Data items

-- -- --

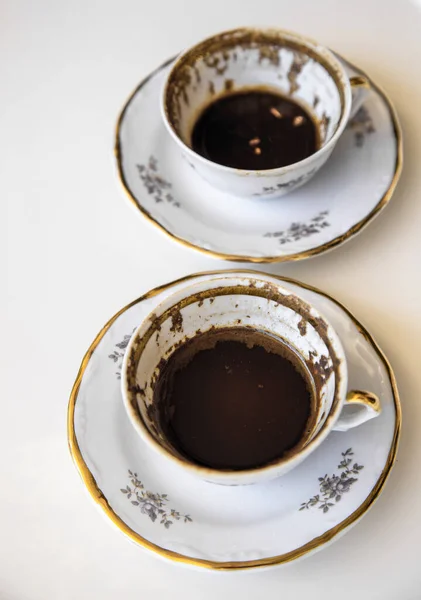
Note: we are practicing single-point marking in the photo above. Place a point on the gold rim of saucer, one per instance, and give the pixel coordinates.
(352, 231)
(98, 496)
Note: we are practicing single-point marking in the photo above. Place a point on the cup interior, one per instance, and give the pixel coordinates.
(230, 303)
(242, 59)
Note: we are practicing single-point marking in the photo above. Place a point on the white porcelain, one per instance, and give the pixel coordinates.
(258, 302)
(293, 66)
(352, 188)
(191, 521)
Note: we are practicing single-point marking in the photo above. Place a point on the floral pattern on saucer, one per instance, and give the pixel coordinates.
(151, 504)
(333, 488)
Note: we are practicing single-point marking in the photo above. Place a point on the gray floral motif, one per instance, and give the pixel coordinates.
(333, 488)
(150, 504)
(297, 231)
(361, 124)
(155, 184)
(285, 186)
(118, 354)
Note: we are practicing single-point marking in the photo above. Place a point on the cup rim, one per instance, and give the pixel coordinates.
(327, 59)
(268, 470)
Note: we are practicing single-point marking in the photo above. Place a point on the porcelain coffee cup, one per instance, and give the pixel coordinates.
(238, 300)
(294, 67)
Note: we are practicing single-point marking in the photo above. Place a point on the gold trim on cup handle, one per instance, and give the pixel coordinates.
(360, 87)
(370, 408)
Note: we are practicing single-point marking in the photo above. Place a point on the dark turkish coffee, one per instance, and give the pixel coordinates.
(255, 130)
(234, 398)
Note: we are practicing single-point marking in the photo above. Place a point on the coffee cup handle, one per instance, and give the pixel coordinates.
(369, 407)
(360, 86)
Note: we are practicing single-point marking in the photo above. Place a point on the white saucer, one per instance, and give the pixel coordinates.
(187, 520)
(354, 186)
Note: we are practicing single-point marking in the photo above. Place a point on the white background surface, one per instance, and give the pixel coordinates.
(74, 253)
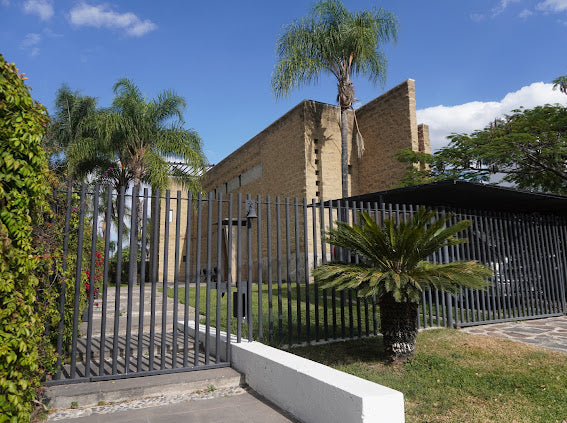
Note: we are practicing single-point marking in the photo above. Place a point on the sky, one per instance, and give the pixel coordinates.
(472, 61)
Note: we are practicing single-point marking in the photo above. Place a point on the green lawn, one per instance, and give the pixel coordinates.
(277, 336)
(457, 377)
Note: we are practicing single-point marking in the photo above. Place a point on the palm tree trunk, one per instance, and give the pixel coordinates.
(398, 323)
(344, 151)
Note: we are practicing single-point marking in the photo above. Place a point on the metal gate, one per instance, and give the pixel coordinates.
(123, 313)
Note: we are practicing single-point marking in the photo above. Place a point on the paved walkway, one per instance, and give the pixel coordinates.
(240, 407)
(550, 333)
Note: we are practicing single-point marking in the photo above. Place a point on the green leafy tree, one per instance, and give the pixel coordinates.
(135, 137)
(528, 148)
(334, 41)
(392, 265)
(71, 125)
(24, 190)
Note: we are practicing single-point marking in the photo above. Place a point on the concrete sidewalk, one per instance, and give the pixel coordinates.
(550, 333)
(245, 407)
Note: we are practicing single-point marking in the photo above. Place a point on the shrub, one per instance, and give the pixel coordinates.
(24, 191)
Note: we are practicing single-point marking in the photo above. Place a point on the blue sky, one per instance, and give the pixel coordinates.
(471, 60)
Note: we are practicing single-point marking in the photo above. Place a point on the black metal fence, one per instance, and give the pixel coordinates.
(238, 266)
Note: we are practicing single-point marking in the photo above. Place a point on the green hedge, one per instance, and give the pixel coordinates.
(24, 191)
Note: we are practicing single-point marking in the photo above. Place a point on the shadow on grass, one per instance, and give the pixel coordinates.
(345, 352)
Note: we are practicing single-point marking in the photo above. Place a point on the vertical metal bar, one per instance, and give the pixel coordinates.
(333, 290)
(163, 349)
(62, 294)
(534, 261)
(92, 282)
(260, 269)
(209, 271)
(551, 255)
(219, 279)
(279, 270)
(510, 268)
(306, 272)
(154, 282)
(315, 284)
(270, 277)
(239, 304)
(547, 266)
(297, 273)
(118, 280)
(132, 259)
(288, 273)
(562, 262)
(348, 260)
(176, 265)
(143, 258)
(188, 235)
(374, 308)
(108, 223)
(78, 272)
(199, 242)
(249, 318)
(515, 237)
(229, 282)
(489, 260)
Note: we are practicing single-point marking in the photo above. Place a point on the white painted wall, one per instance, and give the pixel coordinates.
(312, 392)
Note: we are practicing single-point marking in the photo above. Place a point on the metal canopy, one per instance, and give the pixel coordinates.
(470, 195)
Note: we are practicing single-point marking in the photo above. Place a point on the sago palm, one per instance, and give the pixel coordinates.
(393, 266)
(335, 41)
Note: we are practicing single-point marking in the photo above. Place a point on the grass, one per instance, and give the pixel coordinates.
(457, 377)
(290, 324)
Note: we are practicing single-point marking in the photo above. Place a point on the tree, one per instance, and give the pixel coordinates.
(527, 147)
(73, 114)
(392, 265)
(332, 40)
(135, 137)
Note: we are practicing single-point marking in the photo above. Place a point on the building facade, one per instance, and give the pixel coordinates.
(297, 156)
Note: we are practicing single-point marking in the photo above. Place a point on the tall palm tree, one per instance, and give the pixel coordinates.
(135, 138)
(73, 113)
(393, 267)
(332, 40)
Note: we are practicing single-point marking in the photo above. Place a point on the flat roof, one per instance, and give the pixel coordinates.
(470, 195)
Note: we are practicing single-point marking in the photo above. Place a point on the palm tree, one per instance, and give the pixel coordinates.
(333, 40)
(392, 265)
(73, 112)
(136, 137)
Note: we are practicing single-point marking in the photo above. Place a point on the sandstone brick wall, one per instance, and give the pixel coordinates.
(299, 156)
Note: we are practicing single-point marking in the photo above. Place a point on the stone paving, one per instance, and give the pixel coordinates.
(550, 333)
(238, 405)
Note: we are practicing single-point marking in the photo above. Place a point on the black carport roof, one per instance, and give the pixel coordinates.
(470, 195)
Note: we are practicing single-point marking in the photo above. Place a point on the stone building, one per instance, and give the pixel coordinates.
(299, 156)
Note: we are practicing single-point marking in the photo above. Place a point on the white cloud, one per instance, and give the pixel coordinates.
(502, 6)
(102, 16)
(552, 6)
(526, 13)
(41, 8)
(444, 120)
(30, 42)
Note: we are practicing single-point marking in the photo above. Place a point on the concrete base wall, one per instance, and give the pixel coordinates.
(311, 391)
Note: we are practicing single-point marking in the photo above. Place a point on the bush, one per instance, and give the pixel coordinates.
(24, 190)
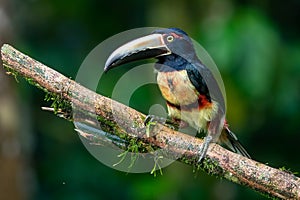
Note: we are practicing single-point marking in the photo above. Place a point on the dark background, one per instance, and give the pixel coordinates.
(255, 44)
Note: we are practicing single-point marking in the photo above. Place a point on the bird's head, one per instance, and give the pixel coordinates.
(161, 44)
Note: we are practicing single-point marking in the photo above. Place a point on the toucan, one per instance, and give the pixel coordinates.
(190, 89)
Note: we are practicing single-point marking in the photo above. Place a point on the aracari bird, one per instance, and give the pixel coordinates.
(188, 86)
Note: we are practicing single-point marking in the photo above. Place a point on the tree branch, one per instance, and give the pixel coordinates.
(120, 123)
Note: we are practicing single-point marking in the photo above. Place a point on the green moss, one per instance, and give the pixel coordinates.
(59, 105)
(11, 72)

-- -- --

What is required: Starting at the line that holds "the bush, one", repeat every line through the end of the listing exactly as written, skipping any picture.

Correct result:
Note: we are practicing single-point marking in the photo above. Place a point on the bush, one per instance, and give the pixel coordinates.
(24, 190)
Note: we are practicing single-point marking in the photo above. Place a point on the dark background, one per instance, and give the pixel coordinates.
(255, 44)
Note: we are practicing single-point marking in the photo above. Place a point on the bird's head, one per instance, and give the pixel coordinates.
(161, 44)
Note: we are practicing single-point marking in the photo above. Place a point on the toucan, one per instance, and give the pixel coordinates.
(190, 89)
Note: we are practicing single-point marking in the photo above. Place a point on the aracari bird, one per instance, and give the pixel coordinates.
(188, 86)
Note: we are practicing single-point marking in the photo above. Place a point on the tree branch, one per instance, and give the pixel coordinates.
(120, 123)
Note: we are practicing single-point marking in the photo above. Place a point on the green moss, one per instance, and give the pixel coordinates.
(59, 105)
(11, 72)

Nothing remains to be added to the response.